_What is required_
All of the records should come back exactly as written.

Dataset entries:
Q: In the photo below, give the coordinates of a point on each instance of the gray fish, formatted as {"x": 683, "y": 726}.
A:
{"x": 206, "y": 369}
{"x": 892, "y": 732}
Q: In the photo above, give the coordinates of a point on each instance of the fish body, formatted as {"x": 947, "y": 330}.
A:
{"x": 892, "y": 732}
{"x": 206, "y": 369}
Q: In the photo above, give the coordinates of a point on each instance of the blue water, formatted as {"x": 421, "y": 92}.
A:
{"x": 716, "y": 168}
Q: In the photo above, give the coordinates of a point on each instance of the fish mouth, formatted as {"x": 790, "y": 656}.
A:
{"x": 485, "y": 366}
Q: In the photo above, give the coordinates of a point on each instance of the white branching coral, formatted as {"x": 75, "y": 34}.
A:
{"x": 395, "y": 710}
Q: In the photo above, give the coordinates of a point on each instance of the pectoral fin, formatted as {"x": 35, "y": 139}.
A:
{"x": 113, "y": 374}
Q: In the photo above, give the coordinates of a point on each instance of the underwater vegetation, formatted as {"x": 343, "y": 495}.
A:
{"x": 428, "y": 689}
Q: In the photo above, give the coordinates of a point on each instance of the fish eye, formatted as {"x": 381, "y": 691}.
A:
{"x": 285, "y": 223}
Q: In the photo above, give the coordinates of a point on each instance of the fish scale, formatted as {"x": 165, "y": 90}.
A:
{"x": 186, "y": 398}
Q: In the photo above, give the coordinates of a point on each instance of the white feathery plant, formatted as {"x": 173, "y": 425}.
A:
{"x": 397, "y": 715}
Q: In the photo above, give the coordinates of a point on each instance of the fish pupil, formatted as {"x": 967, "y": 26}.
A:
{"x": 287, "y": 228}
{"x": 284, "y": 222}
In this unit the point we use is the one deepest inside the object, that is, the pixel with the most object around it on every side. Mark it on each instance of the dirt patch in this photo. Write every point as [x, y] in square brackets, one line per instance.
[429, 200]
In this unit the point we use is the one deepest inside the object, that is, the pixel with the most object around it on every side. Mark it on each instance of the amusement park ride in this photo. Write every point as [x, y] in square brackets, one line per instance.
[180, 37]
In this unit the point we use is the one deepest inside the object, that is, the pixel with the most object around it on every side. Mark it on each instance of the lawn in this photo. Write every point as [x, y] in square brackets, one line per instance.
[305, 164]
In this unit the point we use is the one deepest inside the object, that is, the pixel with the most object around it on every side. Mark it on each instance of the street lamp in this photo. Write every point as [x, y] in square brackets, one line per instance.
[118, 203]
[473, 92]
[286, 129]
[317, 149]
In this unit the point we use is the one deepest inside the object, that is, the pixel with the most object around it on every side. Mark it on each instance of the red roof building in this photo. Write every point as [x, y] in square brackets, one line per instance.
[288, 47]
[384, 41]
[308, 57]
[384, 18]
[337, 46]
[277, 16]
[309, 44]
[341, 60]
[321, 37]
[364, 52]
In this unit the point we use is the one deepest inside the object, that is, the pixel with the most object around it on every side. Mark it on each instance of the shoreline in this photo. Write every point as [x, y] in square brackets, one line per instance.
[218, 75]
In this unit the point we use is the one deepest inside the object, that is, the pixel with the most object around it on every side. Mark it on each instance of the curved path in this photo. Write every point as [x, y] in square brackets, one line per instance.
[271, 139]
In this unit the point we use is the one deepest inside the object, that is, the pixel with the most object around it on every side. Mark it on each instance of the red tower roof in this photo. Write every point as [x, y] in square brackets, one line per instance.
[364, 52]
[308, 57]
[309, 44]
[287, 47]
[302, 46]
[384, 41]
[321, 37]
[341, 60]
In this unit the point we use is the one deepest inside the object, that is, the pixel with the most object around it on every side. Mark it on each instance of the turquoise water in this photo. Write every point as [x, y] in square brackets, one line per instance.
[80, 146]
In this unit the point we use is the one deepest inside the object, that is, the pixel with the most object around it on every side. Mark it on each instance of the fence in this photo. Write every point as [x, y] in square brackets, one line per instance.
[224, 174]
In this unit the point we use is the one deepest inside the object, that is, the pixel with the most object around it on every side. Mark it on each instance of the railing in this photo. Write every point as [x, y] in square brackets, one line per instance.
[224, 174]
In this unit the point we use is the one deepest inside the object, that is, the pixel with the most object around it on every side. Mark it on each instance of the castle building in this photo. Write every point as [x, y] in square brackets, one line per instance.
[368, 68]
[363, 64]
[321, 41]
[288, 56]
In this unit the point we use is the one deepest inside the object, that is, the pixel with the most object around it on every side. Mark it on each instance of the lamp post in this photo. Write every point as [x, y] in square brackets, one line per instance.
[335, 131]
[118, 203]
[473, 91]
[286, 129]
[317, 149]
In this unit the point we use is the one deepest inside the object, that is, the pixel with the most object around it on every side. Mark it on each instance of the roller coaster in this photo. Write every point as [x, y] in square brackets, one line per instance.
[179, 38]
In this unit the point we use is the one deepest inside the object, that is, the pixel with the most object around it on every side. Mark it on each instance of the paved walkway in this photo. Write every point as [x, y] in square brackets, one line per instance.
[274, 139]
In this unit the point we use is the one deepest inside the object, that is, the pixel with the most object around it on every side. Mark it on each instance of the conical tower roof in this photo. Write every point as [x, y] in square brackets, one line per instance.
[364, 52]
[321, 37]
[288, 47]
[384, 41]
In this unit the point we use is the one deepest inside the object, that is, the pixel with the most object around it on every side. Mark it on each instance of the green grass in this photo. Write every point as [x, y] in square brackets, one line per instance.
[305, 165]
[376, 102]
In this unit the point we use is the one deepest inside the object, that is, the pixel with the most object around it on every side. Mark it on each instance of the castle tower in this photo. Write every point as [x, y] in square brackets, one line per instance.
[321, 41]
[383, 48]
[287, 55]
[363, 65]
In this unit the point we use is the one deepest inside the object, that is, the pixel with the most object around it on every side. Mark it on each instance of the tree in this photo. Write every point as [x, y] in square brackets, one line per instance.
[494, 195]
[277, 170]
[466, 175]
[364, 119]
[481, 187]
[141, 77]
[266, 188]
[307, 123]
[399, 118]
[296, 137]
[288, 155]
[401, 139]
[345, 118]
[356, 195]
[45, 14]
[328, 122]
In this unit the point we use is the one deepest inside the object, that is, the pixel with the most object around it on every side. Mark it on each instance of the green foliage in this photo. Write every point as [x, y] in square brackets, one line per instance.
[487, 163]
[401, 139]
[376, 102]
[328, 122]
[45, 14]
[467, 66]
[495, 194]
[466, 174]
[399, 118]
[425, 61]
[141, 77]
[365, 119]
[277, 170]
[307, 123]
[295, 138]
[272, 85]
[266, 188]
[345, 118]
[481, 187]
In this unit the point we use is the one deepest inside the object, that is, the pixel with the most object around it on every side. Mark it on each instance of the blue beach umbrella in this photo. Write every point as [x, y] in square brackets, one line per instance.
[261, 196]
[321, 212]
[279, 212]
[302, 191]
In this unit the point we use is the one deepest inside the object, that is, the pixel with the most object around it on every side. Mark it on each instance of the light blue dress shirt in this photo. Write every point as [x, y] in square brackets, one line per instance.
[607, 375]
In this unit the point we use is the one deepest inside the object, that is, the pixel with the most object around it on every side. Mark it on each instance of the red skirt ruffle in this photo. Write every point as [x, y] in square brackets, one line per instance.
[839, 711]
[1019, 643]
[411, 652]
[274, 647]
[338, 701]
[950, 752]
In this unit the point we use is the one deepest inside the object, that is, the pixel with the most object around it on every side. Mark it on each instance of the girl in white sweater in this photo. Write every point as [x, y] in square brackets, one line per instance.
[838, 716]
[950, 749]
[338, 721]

_Completed task_
Q: In the photo below, give the coordinates of a point on each instance of the gray fish, formatted as {"x": 683, "y": 726}.
A:
{"x": 206, "y": 369}
{"x": 892, "y": 732}
Q: In the photo above, give the coordinates of a point on each instance of the fish body, formatted as {"x": 947, "y": 330}.
A:
{"x": 892, "y": 732}
{"x": 206, "y": 369}
Q: In the photo above, give the coordinates of a point on each instance of the blue water, formatted as {"x": 421, "y": 92}.
A:
{"x": 716, "y": 168}
Q: In the photo above, give the coordinates of a point on each instance of the fish mouth, formatted as {"x": 790, "y": 656}.
A:
{"x": 485, "y": 366}
Q: In the photo above, give the coordinates of a point on each instance of the white branching coral, formatted as {"x": 75, "y": 34}.
A:
{"x": 395, "y": 710}
Q: In the photo above, give the coordinates of a point on each instance of the pectoral fin, formatted as {"x": 35, "y": 139}.
A:
{"x": 113, "y": 374}
Q: In the photo above, give the coordinates of a point on each instance of the underwater vegetation, formatted as {"x": 343, "y": 495}.
A:
{"x": 428, "y": 689}
Q: In the photo above, give the coordinates of a point on each instance of the fish eye, formatted as {"x": 381, "y": 691}.
A:
{"x": 285, "y": 223}
Q: In the photo above, give the coordinates of a point on each instance of the fish scale, formatted as {"x": 165, "y": 90}.
A:
{"x": 186, "y": 398}
Q: In the photo above, give the coordinates of a point on each instance of the white feathery plant, formatted as {"x": 173, "y": 425}.
A:
{"x": 397, "y": 715}
Q: In the photo above, give the coordinates of a point on each instance of the fish pupil, formatted as {"x": 967, "y": 26}.
A:
{"x": 287, "y": 228}
{"x": 284, "y": 222}
In this unit the point we use is the one deepest inside the object, that is, the pixel with the most object around it on every side. Mark it on each instance of the dirt patch in this photo. Write every point as [x, y] in square brackets, one line per instance.
[429, 200]
In this unit the point we use is the one deepest inside the object, that is, the pixel with the most object around it on every side. Mark it on each instance of the amusement park ride in this photo. Write every point as [x, y] in square brackets, one line per instance.
[180, 37]
In this unit the point we use is the one deepest inside the object, that is, the pixel with the most object around it on every side. Mark it on each instance of the lawn in this photo. Write every point as [x, y] in square brackets, one line per instance.
[305, 164]
In this unit the point we use is the one deepest inside the object, that is, the pixel with the most object around it on every side. Mark it on each instance of the street lamp in this photo. Write every point as [x, y] in square brackets, one line per instance.
[118, 203]
[473, 92]
[286, 129]
[317, 149]
In this unit the point we use is the one deepest inside the object, that is, the pixel with the most object around it on every side. Mark it on each instance of the red roof building in this photo. Write every point as [x, y] in square brackets, one line per instance.
[288, 47]
[384, 41]
[308, 57]
[384, 18]
[337, 46]
[277, 16]
[309, 44]
[341, 60]
[321, 37]
[364, 52]
In this unit the point we use is the one deepest inside the object, that is, the pixel with the most object around it on every side. Mark it on each instance of the shoreline in this photo. Write every point as [x, y] in square brackets, one line per instance.
[218, 75]
In this unit the point we use is the one deepest inside the object, that is, the pixel with the most object around it on every side. Mark it on each instance of the curved path in this photo. Write every point as [x, y] in square brackets, one line per instance.
[271, 139]
In this unit the point we use is the one deepest inside the object, that is, the pixel with the most object around it on every side. Mark it on each instance of the red tower roof in this photo. Write every point as [x, y] in square brackets, one line per instance.
[364, 52]
[308, 57]
[309, 44]
[287, 47]
[302, 46]
[384, 41]
[321, 37]
[341, 60]
In this unit the point we use is the one deepest inside the object, that is, the pixel with the most object around it on every side. Mark it on each instance of the turquoise water in this photo. Write every point as [x, y] in square brackets, one line per instance.
[80, 146]
In this unit the point we use is the one deepest inside the object, that is, the pixel with the most object around it on every side. Mark it on each instance of the fence in this photo. Write every point as [x, y] in square brackets, one line per instance.
[224, 174]
In this unit the point we use is the one deepest inside the object, that is, the pixel with the most object around it on every side. Mark it on each instance of the railing in this photo. Write every point as [x, y] in square brackets, one line per instance.
[224, 174]
In this unit the point we use is the one deepest inside the object, that is, the pixel with the most object around it on every side. Mark it on each instance of the castle building in this photo. Write every point as [x, y] in square brackets, one line per instance.
[368, 68]
[363, 64]
[321, 41]
[288, 56]
In this unit the point we use is the one deepest inside the object, that is, the pixel with the most object around it on every side. Mark it on each instance of the lamp post in this photo. Write every point as [x, y] in square brackets, one line per instance.
[335, 131]
[118, 203]
[473, 91]
[286, 129]
[317, 149]
In this unit the point we use is the one deepest inside the object, that is, the pixel with the most object around it on every side. Mark it on each instance of the roller coaster in this photo. Write every point as [x, y] in square brackets, one line per instance.
[179, 38]
In this unit the point we use is the one deepest inside the object, that is, the pixel with the most object around it on every side. Mark it on each instance of the paved walkway in this photo. Write every point as [x, y] in square brackets, one line per instance.
[274, 139]
In this unit the point we use is the one deepest inside the object, that is, the pixel with the most object around it on every side. Mark it on each instance of the conical tower roof in this photo. Write every point as [x, y] in square brackets, one line per instance.
[364, 52]
[321, 37]
[288, 47]
[384, 41]
In this unit the point we use is the one deepest inside the object, that is, the pixel with the most object around it on every side. Mark it on each instance of the green grass in this photo. Write every point as [x, y] in square brackets, one line per instance.
[305, 165]
[376, 102]
In this unit the point we use is the one deepest inside the object, that is, the pixel with the most object around it on every side. Mark it on each instance of the castle tower in this photo. Write every point as [x, y] in square brackets, one line per instance.
[321, 41]
[383, 48]
[287, 55]
[363, 65]
In this unit the point we use is the one deepest inside the object, that is, the pixel with the most object around it on every side. Mark it on each instance of the tree in this photo. Write every point as [x, y] in square brackets, one line per instance.
[494, 195]
[277, 170]
[466, 175]
[364, 119]
[481, 187]
[141, 77]
[266, 188]
[307, 123]
[399, 118]
[296, 137]
[288, 155]
[401, 139]
[345, 118]
[356, 195]
[45, 14]
[328, 122]
In this unit the point we use is the one deepest inside the object, that is, the pixel with the most object around it on every side. Mark it on each instance of the green foliage in this photo. Write every point as [x, y] in square brackets, one line per instance.
[487, 163]
[401, 139]
[376, 102]
[328, 122]
[45, 14]
[467, 66]
[495, 194]
[466, 174]
[399, 118]
[425, 61]
[141, 77]
[365, 119]
[277, 170]
[307, 123]
[295, 138]
[272, 85]
[266, 188]
[345, 118]
[481, 187]
In this unit the point we use is the one deepest inside the object, that is, the pixel with the most object around it on every side. Mark it on each instance of the blue beach umbrella in this photo. Write every point as [x, y] in square brackets, one line per instance.
[261, 196]
[321, 212]
[279, 212]
[302, 191]
In this unit the point we use is the one deepest inside the object, that is, the pixel with the most object around it on every side. Mark it on each instance of the light blue dress shirt in this photo. Write every point as [x, y] in square brackets, one line per instance.
[607, 375]
In this unit the point we use is the one deepest inside the object, that is, the pixel with the most object around it on every side. Mark it on each instance of the red skirt ruffle in this photo. Write every point as [x, y] in square brackets, one line per instance.
[839, 711]
[1019, 643]
[411, 652]
[274, 647]
[338, 701]
[950, 752]
In this unit the point we use is the one deepest inside the object, that is, the pixel with the most object around it on every side. Mark it on each instance of the girl in white sweater in this photo. Write every point as [x, y] in square brackets, one line per instance.
[838, 716]
[950, 749]
[338, 721]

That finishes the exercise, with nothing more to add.